**Provided data:**
....

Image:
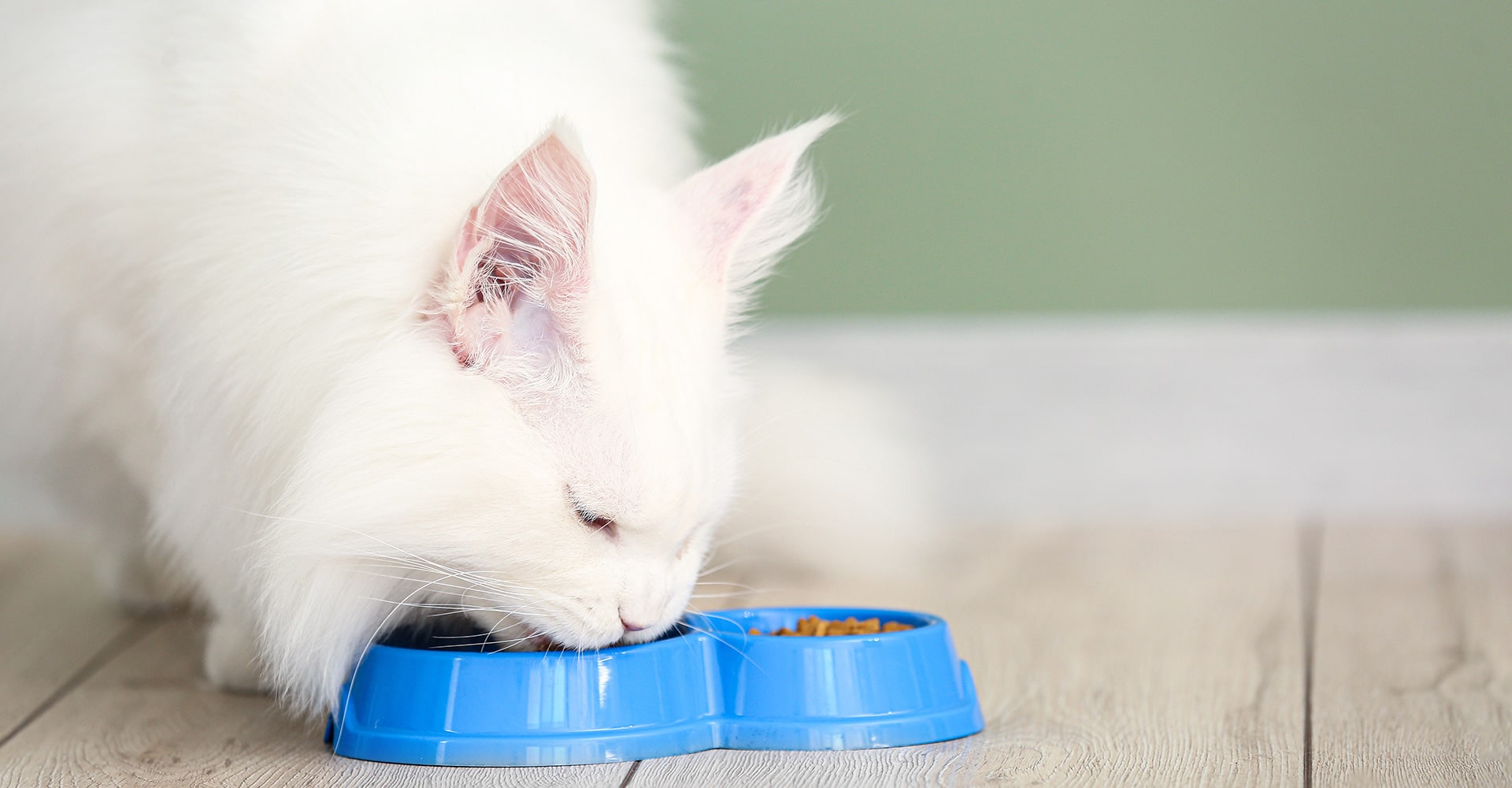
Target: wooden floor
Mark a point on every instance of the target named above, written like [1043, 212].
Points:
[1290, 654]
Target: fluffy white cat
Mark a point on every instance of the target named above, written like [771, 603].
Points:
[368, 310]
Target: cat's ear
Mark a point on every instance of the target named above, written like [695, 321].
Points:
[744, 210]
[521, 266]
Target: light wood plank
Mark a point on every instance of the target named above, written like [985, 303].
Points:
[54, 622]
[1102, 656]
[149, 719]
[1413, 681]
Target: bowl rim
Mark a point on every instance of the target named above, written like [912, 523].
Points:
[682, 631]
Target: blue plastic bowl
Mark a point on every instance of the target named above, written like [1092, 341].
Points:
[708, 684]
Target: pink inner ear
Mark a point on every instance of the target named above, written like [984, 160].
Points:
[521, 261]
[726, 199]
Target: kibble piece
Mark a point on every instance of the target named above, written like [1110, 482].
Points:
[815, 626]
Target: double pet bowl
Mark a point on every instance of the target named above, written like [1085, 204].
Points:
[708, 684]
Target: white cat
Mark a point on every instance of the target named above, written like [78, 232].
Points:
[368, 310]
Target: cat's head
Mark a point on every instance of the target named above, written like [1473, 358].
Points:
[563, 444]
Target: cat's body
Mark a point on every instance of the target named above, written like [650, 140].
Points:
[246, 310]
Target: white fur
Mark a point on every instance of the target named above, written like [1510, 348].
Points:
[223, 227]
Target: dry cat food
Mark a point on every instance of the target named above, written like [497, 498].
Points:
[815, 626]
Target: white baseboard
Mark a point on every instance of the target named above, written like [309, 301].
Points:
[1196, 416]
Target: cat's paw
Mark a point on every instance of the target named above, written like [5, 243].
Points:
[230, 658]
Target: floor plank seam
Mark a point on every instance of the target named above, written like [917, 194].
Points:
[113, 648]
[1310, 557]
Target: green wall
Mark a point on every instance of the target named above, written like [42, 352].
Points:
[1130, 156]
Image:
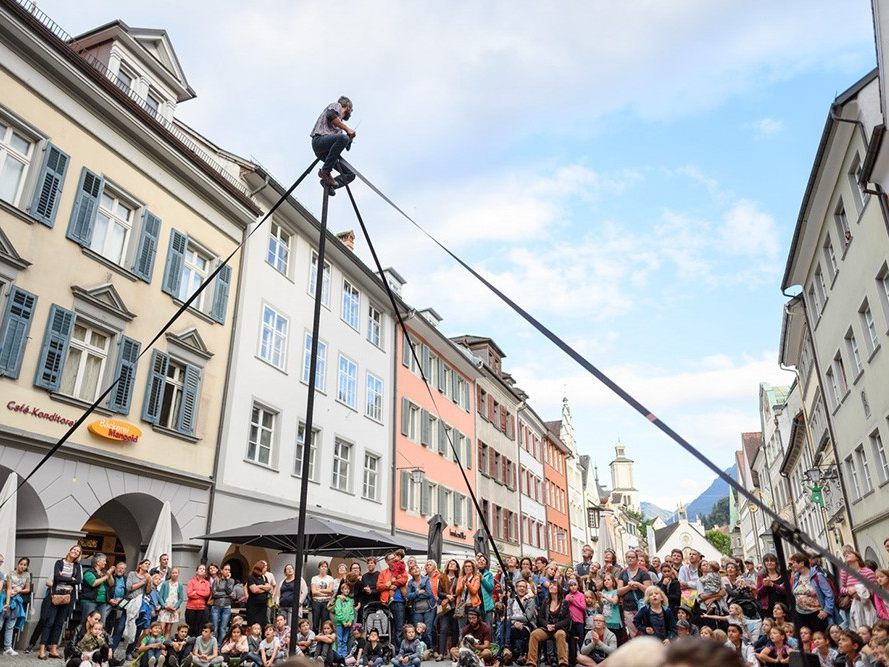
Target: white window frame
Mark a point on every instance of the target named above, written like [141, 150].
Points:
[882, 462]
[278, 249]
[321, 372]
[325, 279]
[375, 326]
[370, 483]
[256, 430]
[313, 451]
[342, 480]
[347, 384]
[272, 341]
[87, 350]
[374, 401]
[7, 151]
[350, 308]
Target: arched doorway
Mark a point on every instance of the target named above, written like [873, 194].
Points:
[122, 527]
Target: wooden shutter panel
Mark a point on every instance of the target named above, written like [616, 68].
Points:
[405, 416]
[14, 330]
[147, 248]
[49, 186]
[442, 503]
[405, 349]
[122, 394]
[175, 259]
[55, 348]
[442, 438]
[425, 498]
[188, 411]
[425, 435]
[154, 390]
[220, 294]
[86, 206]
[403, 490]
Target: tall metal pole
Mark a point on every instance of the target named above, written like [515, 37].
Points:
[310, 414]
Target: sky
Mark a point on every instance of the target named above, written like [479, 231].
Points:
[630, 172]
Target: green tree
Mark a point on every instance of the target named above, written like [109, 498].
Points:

....

**Required action:** Going by the entries above, repeat exactly the lines that start at the line with "Target: floor plank seam" and go on through the line with "like [141, 150].". Pictures are not part of the copy.

**Solution to the exercise:**
Target: floor plank seam
Mark a point on every instance of the target named above, written like [917, 194].
Points:
[113, 648]
[1310, 557]
Target: green wall
Mark a point on every instance of the target named above, written like [42, 352].
Points:
[1130, 156]
Image:
Target: white window frame
Mark a point on every instance of the target named above, written like [141, 150].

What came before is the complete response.